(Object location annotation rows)
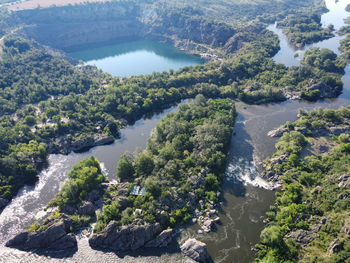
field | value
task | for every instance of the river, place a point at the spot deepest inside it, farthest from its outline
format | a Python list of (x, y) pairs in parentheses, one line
[(245, 198), (135, 58)]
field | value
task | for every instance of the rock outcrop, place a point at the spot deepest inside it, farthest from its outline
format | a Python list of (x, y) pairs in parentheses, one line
[(325, 90), (91, 141), (127, 238), (162, 240), (87, 209), (54, 237), (277, 132), (195, 249), (3, 203)]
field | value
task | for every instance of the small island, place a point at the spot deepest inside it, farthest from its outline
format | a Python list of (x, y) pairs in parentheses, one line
[(175, 180)]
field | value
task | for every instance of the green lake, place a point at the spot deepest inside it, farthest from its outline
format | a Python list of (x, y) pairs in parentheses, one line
[(136, 58)]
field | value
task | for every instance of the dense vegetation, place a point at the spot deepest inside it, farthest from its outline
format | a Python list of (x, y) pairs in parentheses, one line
[(184, 162), (84, 178), (310, 221), (47, 102), (305, 28), (63, 118)]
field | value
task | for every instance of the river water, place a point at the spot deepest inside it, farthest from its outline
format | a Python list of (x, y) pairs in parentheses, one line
[(245, 197), (136, 57)]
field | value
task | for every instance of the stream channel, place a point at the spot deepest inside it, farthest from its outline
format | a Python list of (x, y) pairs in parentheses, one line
[(246, 197)]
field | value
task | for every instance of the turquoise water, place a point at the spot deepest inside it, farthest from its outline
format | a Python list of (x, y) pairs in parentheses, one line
[(136, 58)]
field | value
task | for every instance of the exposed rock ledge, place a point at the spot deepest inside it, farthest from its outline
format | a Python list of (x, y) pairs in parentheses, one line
[(277, 132), (53, 238), (195, 249), (91, 141), (129, 237)]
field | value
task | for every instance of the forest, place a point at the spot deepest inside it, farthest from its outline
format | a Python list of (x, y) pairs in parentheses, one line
[(170, 170), (309, 222), (45, 99)]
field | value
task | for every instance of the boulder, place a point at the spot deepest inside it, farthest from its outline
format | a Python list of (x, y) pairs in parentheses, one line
[(87, 209), (53, 238), (130, 237), (162, 240), (207, 225), (103, 140), (334, 246), (277, 132), (66, 242), (339, 130), (93, 196), (325, 90), (302, 236), (83, 144), (3, 202), (195, 249)]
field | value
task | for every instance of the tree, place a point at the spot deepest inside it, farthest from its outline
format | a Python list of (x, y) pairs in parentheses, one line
[(125, 168), (144, 164), (272, 236)]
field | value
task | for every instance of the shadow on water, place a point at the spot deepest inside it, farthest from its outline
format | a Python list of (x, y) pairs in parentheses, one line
[(172, 248)]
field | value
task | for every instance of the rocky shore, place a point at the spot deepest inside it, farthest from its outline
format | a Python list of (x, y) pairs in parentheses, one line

WORK TO COMPLETE —
Please turn the part of the rows that runs from their start through the line containing "[(277, 132), (53, 238), (195, 249), (91, 141), (129, 237)]" into a JSON list of strings, one string per line, skipping blank lines and leaving out the pictures.

ANSWER TO THE PROBLEM —
[
  "field | value",
  "task | for every instance of the river, place a point at the spot deepest inside it, farthest from its outline",
  "format | a Python list of (x, y) pairs in parentheses, one line",
  "[(245, 198), (135, 58)]",
  "field | value",
  "task | for every instance of the rock outcrop, place a point at the spot deepest inside it, farthest from its outline",
  "format | a Python list of (x, y) pairs in parentheses, one line",
  "[(325, 90), (91, 141), (127, 238), (162, 240), (87, 209), (54, 237), (277, 132), (195, 249), (3, 203)]",
  "field | value",
  "task | for every instance of the small island, place a point at the spot deepest inside it, farthest from its outline",
  "format | a Python list of (x, y) pairs in parentheses, one line",
  "[(175, 180)]",
  "field | value",
  "task | for every instance of the green lake, place a point at the spot deepest inside it, farthest from its outline",
  "format | a Python list of (x, y) pairs in parentheses, one line",
  "[(136, 58)]",
  "field | value",
  "task | for every instance of the dense vegetation, place a point at the spot deepest inside it, farthest from its outline",
  "format | a Python list of (x, y) pairs in parentheses, one line",
  "[(184, 162), (84, 178), (310, 221), (47, 102), (305, 28), (63, 118)]",
  "field | value",
  "task | for every instance of the river water, place a point at the spot deepest inside it, farthest from its outline",
  "format | a Python list of (x, y) pairs in parentheses, one line",
  "[(245, 197), (136, 57)]",
  "field | value",
  "task | for every instance of the stream channel, place a point at the spot deepest inside it, farthest from its outline",
  "format | a Python list of (x, y) pairs in parentheses, one line",
  "[(246, 197)]",
  "field | value",
  "task | for every instance of the turquoise water, place a point at the spot deepest inside it, farthest from its outline",
  "format | a Python list of (x, y) pairs in parentheses, one line",
  "[(136, 58)]",
  "field | value",
  "task | for every instance of the exposed rock ledge, place a point at the spot deepest inside it, farthest from its outline",
  "format | a Python list of (x, y) pairs in parentheses, one line",
  "[(277, 132), (53, 238), (195, 249), (91, 141), (129, 237)]"
]